Excerpted data

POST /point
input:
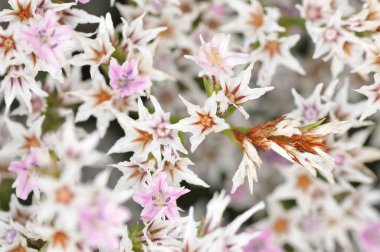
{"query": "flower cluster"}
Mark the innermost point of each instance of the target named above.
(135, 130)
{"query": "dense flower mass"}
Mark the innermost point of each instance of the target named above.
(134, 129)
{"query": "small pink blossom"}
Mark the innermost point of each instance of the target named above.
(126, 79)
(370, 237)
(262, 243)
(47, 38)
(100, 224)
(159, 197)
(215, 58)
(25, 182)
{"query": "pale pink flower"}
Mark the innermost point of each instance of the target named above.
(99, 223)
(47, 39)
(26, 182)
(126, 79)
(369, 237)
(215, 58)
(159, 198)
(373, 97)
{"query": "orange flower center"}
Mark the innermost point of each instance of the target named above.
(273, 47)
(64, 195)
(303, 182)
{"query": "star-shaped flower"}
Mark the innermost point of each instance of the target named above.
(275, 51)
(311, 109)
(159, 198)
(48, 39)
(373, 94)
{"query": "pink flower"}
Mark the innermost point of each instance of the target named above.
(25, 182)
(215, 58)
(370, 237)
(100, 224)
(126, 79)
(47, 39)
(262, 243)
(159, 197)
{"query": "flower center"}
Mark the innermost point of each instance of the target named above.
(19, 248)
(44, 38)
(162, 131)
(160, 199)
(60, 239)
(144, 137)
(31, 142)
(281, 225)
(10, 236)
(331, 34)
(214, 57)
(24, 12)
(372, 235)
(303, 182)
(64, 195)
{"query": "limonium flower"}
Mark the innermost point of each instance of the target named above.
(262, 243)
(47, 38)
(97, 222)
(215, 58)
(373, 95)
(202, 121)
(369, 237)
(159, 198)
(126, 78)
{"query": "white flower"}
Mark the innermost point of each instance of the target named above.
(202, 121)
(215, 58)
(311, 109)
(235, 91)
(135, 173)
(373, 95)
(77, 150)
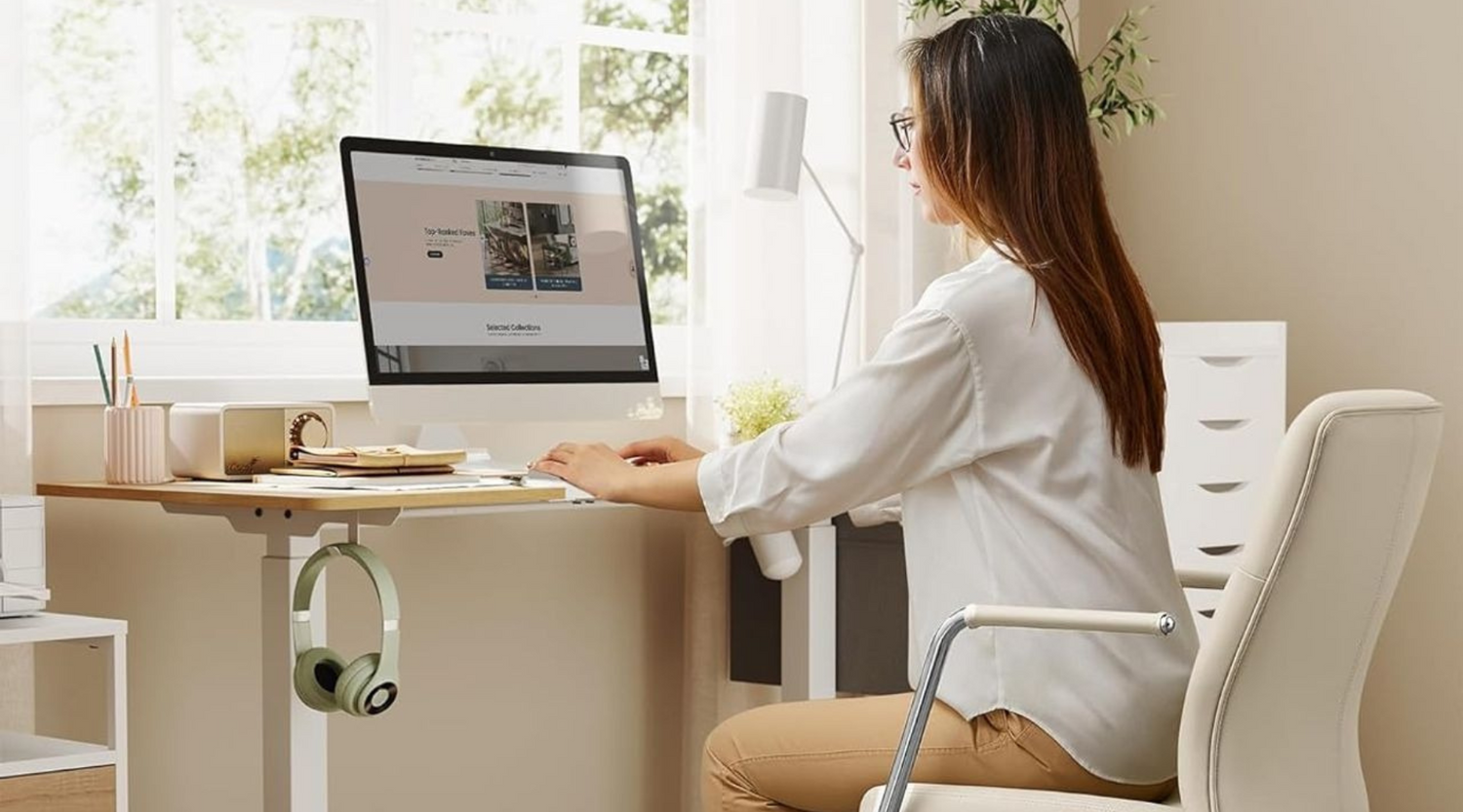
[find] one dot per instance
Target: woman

Task statement
Copy every record above word for word, leaving out the pictures.

Written solution
POST /point
input:
{"query": "flower cluster"}
Mark the innermost point of each instance of the target named above.
(135, 130)
{"query": "dense flower mass"}
Mark the innermost point of each instance of the target named above.
(134, 129)
{"query": "small pink blossom"}
Mark the innermost point of each instance of the target named above.
(126, 79)
(370, 237)
(262, 243)
(47, 38)
(100, 224)
(159, 197)
(215, 58)
(25, 182)
{"query": "pale pink flower"}
Mark the innermost point of each instance of the target named above.
(99, 223)
(47, 39)
(26, 182)
(126, 79)
(369, 237)
(215, 58)
(159, 198)
(373, 97)
{"query": "orange flower center"}
Mark the innermost point of each instance of the target named above.
(273, 47)
(64, 195)
(303, 182)
{"query": "star-shaped flower"}
Mark the innermost point of each instance of the target named above.
(275, 51)
(311, 109)
(159, 198)
(48, 39)
(373, 94)
{"query": "pink flower"}
Mark the innermost point of each instance of the target named above.
(25, 182)
(215, 58)
(370, 237)
(100, 224)
(126, 79)
(47, 39)
(262, 243)
(159, 197)
{"query": "flower center"}
Mark the innermost point of each instance of the target named above.
(19, 248)
(44, 38)
(162, 131)
(160, 199)
(60, 239)
(144, 137)
(31, 142)
(281, 225)
(10, 236)
(331, 34)
(214, 57)
(24, 12)
(372, 235)
(303, 182)
(64, 195)
{"query": "limonium flower"}
Mark the innermost point of each instance of the target named above.
(262, 243)
(47, 38)
(97, 222)
(215, 58)
(373, 95)
(202, 121)
(369, 237)
(159, 198)
(126, 78)
{"query": "white flower"}
Mark the innermost point of each instance of the target named above.
(202, 121)
(215, 58)
(311, 109)
(235, 91)
(135, 173)
(373, 95)
(77, 150)
[find] one dot per instance
Target: woman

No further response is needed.